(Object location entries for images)
— START —

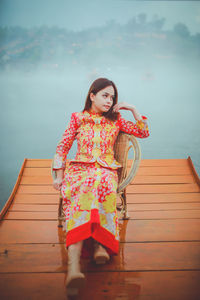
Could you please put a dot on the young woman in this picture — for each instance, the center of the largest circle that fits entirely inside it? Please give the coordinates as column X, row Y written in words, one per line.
column 89, row 183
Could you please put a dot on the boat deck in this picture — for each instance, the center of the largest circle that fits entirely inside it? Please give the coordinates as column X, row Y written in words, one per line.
column 159, row 256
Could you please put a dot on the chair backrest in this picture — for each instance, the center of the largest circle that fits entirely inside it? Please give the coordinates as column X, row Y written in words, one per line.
column 123, row 144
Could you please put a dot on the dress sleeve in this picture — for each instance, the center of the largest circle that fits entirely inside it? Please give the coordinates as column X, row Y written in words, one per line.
column 63, row 147
column 139, row 129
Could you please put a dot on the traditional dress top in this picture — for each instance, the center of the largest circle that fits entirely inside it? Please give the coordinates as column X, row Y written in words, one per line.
column 95, row 136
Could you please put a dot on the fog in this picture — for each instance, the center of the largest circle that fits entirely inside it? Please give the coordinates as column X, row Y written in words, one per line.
column 46, row 73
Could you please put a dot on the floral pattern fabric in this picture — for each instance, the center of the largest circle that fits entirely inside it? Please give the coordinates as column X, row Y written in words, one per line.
column 90, row 180
column 95, row 136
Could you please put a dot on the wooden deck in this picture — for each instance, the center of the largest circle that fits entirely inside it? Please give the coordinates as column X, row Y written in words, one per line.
column 159, row 255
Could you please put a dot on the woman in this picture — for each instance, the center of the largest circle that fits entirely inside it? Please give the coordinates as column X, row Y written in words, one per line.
column 89, row 183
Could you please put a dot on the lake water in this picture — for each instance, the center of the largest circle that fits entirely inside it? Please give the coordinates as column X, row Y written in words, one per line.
column 36, row 107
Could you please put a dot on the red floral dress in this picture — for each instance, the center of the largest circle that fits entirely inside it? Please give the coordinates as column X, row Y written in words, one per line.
column 90, row 180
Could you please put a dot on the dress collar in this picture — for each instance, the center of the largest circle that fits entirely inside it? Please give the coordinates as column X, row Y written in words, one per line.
column 93, row 114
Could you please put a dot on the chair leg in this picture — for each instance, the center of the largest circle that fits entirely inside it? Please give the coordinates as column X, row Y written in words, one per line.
column 60, row 212
column 124, row 209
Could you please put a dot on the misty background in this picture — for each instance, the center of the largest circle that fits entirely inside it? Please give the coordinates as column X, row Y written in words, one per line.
column 51, row 52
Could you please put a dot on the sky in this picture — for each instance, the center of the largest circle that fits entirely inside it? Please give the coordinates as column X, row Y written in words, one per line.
column 77, row 15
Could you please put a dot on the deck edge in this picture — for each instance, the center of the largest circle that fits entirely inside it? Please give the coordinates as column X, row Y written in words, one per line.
column 12, row 195
column 194, row 170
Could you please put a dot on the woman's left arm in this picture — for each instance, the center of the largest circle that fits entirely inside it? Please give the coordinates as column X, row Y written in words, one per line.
column 140, row 128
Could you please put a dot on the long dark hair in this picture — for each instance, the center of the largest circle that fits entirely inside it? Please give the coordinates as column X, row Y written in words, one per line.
column 98, row 85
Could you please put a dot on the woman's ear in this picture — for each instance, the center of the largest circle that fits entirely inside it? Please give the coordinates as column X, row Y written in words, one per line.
column 91, row 96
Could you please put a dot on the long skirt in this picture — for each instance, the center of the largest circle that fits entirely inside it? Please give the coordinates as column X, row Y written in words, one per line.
column 89, row 202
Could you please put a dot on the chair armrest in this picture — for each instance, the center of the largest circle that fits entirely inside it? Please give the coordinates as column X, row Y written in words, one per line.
column 53, row 172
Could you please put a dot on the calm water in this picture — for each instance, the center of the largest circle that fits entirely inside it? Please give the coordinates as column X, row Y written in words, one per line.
column 36, row 107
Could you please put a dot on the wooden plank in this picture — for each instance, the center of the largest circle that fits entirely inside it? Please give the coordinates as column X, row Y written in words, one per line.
column 131, row 206
column 37, row 189
column 130, row 231
column 31, row 232
column 155, row 188
column 181, row 285
column 31, row 215
column 164, row 214
column 163, row 188
column 163, row 206
column 13, row 193
column 159, row 230
column 131, row 198
column 135, row 215
column 144, row 162
column 173, row 170
column 47, row 180
column 159, row 198
column 34, row 207
column 131, row 257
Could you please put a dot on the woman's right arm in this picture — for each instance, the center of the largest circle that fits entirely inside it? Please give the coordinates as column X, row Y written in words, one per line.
column 59, row 161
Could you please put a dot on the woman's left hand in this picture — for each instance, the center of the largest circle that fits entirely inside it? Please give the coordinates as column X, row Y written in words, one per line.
column 122, row 105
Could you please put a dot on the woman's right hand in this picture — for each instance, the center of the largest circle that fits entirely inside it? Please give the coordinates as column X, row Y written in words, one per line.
column 57, row 184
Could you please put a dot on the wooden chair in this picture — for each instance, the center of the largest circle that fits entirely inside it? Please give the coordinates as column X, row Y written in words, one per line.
column 124, row 143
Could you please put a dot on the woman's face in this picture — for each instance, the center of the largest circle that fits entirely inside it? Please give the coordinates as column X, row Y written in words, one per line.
column 103, row 100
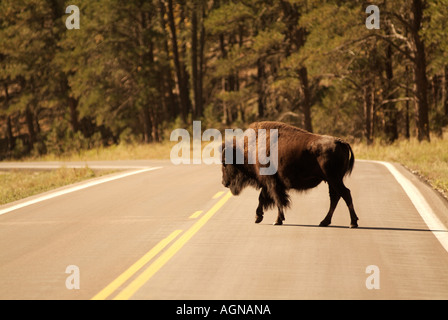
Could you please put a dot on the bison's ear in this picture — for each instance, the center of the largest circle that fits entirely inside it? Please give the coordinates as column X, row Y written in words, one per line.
column 228, row 153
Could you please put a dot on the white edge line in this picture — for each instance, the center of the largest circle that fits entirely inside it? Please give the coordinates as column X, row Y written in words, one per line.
column 420, row 203
column 88, row 184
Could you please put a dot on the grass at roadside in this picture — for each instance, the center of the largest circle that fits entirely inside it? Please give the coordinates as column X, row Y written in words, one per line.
column 19, row 184
column 428, row 160
column 115, row 152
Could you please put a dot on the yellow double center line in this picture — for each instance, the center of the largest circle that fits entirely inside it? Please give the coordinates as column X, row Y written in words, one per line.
column 152, row 269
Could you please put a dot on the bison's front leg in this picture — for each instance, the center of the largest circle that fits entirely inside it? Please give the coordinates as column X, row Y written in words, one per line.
column 280, row 217
column 264, row 202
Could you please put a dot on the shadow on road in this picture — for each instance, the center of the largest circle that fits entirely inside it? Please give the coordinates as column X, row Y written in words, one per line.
column 364, row 228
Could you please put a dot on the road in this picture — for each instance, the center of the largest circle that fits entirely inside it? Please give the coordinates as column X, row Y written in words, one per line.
column 174, row 232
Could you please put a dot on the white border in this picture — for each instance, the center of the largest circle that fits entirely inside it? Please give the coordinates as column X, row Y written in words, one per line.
column 418, row 200
column 88, row 184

— END —

Render every line of the records above as a row of a Markdown table with two columns, Row and Line. Number the rows, skip blank lines, and leave the pictures out of the answer.

**Correct response**
| Row | Line |
|---|---|
| 1 | Could you please put a dot on the young woman in this picture — for each instance, the center of the largest circle that fits entirely inside it? Please give the coordinates as column X, row Y written in words, one per line. |
| 2 | column 89, row 183 |
| 3 | Could you please put a dot on the boat deck in this picture — for each instance, the center of the largest circle that fits entirely inside it? Please give the coordinates as column X, row Y written in words, one per line. |
| 4 | column 159, row 256 |
| 5 | Could you please put a dot on the chair backrest in this picture — for each instance, the center of the largest circle that fits entirely inside it? Please give the coordinates as column X, row Y written in words, one per line. |
| 6 | column 123, row 144 |
| 7 | Could you please put a dot on the dress sleeve in this picture — for each instance, the center of the largest circle that fits entirely inside it? Please give the coordinates as column X, row Y written in words, one per line. |
| 8 | column 63, row 147 |
| 9 | column 139, row 129 |
| 10 | Could you please put a dot on the traditional dress top in this picture — for each instance, the center of the largest circle that fits entirely inside it? Please give the coordinates as column X, row Y written in words, one per line. |
| 11 | column 95, row 136 |
| 12 | Could you please put a dot on the fog in this picture — for each instance, the center of the largest circle that fits entirely inside it? Please give the coordinates as column X, row Y written in words, one per line. |
| 13 | column 46, row 73 |
| 14 | Could you please put a dot on the floral pattern fabric in this picture — for each instance, the center of the largest circle that fits entirely inside it? Please give the coordinates as column X, row Y written in words, one per line. |
| 15 | column 90, row 180 |
| 16 | column 95, row 136 |
| 17 | Could you please put a dot on the wooden deck in this picture — for each instance, the center of the largest circle that fits entirely inside it? Please give the coordinates as column X, row Y written in words, one per line. |
| 18 | column 159, row 255 |
| 19 | Could you please put a dot on the woman in this picture — for each instance, the center of the largest circle that fits entirely inside it? Please give the coordinates as column X, row Y written in words, one per line. |
| 20 | column 89, row 183 |
| 21 | Could you please put a dot on the lake water in this picture — for each instance, the center of the largest circle that fits entirely inside it? Please give the coordinates as column X, row Y written in words, one per line. |
| 22 | column 36, row 107 |
| 23 | Could you please put a dot on the red floral dress in this picture — for each instance, the center of the largest circle that fits entirely inside it? Please give the coordinates as column X, row Y written in words, one per line. |
| 24 | column 90, row 180 |
| 25 | Could you please put a dot on the dress collar in this picture — for each instance, the center of the largest circle that fits entirely inside it? Please give the coordinates as column X, row Y written in words, one per line. |
| 26 | column 93, row 114 |
| 27 | Could you please put a dot on the chair leg in this picture — for each instance, the center of the largest circle that fits entirely inside it? Please give the coordinates as column X, row Y written in words, one per line. |
| 28 | column 60, row 212 |
| 29 | column 124, row 209 |
| 30 | Could you please put a dot on the misty background in this picture — for each instance, the center of the largest circle that fits entirely inside it? Please give the coordinates as column X, row Y written in words, one per line. |
| 31 | column 51, row 52 |
| 32 | Could you please put a dot on the sky in this picture — for each instance, the center of the largest circle that fits entirely inside it? Please give the coordinates as column X, row Y written in words, one per line. |
| 33 | column 77, row 15 |
| 34 | Could you please put a dot on the deck edge in this picture — for each instance, the center of the largest circle that fits entirely inside it? Please give the coordinates as column X, row Y written in words, one per line. |
| 35 | column 12, row 195 |
| 36 | column 194, row 170 |
| 37 | Could you please put a dot on the woman's left arm in this picture — for each instance, the center of the largest circle that fits entirely inside it? Please give the coordinates as column X, row Y written in words, one per line. |
| 38 | column 140, row 128 |
| 39 | Could you please put a dot on the long dark hair in this picture — for each instance, the center of the largest circle that fits entirely inside it? Please give the coordinates as column X, row Y written in words, one per line. |
| 40 | column 98, row 85 |
| 41 | Could you please put a dot on the woman's ear in this picture — for each instance, the center of the largest circle that fits entirely inside it? Please give the coordinates as column X, row Y written in words, one per line. |
| 42 | column 91, row 96 |
| 43 | Could you please put a dot on the long skirt in this picture — for each instance, the center of the largest circle that fits entirely inside it? Please give the coordinates as column X, row Y written in words, one per line. |
| 44 | column 89, row 202 |
| 45 | Could you please put a dot on the chair armrest in this picture — for each instance, the center of the largest circle that fits entirely inside it? Please give the coordinates as column X, row Y written in words, one per line. |
| 46 | column 53, row 172 |
| 47 | Could you please put a dot on the calm water in this picture — for each instance, the center of the largest circle that fits entirely inside it? Please give the coordinates as column X, row Y written in words, one per line. |
| 48 | column 36, row 107 |
| 49 | Could you please put a dot on the wooden plank in this picture — for each instance, the center of the largest circle that fits entirely inside it? Please give the coordinates as column X, row Y written in words, one per line. |
| 50 | column 131, row 206 |
| 51 | column 37, row 189 |
| 52 | column 130, row 231 |
| 53 | column 31, row 232 |
| 54 | column 155, row 188 |
| 55 | column 181, row 285 |
| 56 | column 31, row 215 |
| 57 | column 164, row 214 |
| 58 | column 163, row 188 |
| 59 | column 163, row 206 |
| 60 | column 13, row 193 |
| 61 | column 159, row 230 |
| 62 | column 131, row 198 |
| 63 | column 135, row 215 |
| 64 | column 144, row 162 |
| 65 | column 173, row 170 |
| 66 | column 47, row 180 |
| 67 | column 159, row 198 |
| 68 | column 34, row 207 |
| 69 | column 131, row 257 |
| 70 | Could you please put a dot on the woman's right arm in this picture — for each instance, the center of the largest circle that fits entirely inside it? Please give the coordinates as column X, row Y written in words, one per line. |
| 71 | column 59, row 161 |
| 72 | Could you please put a dot on the woman's left hand in this picture — for each instance, the center of the largest circle that fits entirely inside it? Please give the coordinates as column X, row Y written in words, one per line. |
| 73 | column 122, row 105 |
| 74 | Could you please put a dot on the woman's right hand in this picture — for each instance, the center of the largest circle that fits entirely inside it? Please give the coordinates as column X, row Y written in words, one per line. |
| 75 | column 57, row 184 |
| 76 | Could you please put a dot on the wooden chair in this picture — for each instance, the center of the largest circle that fits entirely inside it? Please give the coordinates as column X, row Y written in words, one per line. |
| 77 | column 124, row 143 |
| 78 | Could you please put a dot on the woman's face in this picture — for each instance, the center of the largest circle that fits entirely inside it? Please give the coordinates as column X, row Y written in words, one per line. |
| 79 | column 103, row 100 |
| 80 | Could you please put a dot on the bison's ear in this picture — for each instance, the center of the largest circle that fits entirely inside it? Please give the coordinates as column X, row Y written in words, one per line. |
| 81 | column 228, row 153 |
| 82 | Could you please put a dot on the white edge line in this picture — for each instance, the center of the largest circle that fits entirely inside it? Please give the coordinates as column X, row Y written in words, one per line. |
| 83 | column 420, row 203 |
| 84 | column 88, row 184 |
| 85 | Could you please put a dot on the grass at roadside in this picture — for each instance, the center of the largest circle that fits entirely inside it? Please give the coordinates as column X, row Y written in words, one per line. |
| 86 | column 19, row 184 |
| 87 | column 428, row 160 |
| 88 | column 115, row 152 |
| 89 | Could you please put a dot on the yellow double center line in this picture — for each instance, the center of the largest circle that fits entirely inside it? Please give the coordinates as column X, row Y written in words, one per line. |
| 90 | column 152, row 269 |
| 91 | Could you please put a dot on the bison's front leg in this picture — for each instance, the center of the largest circle that fits entirely inside it? Please give the coordinates as column X, row Y written in words, one per line. |
| 92 | column 280, row 217 |
| 93 | column 264, row 202 |
| 94 | Could you please put a dot on the shadow on road in this picture — for each instance, the center of the largest circle that fits entirely inside it? Please give the coordinates as column X, row Y written in words, one per line. |
| 95 | column 364, row 228 |
| 96 | Could you please put a dot on the road in this picture — for each instance, the center of the largest circle that fits entirely inside it? Please give the coordinates as column X, row Y written in words, one per line. |
| 97 | column 174, row 232 |
| 98 | Could you please put a dot on the white border in this picture — for each instance, the center of the largest circle that fits entirely inside it? Please give the coordinates as column X, row Y written in words, one per line. |
| 99 | column 418, row 200 |
| 100 | column 88, row 184 |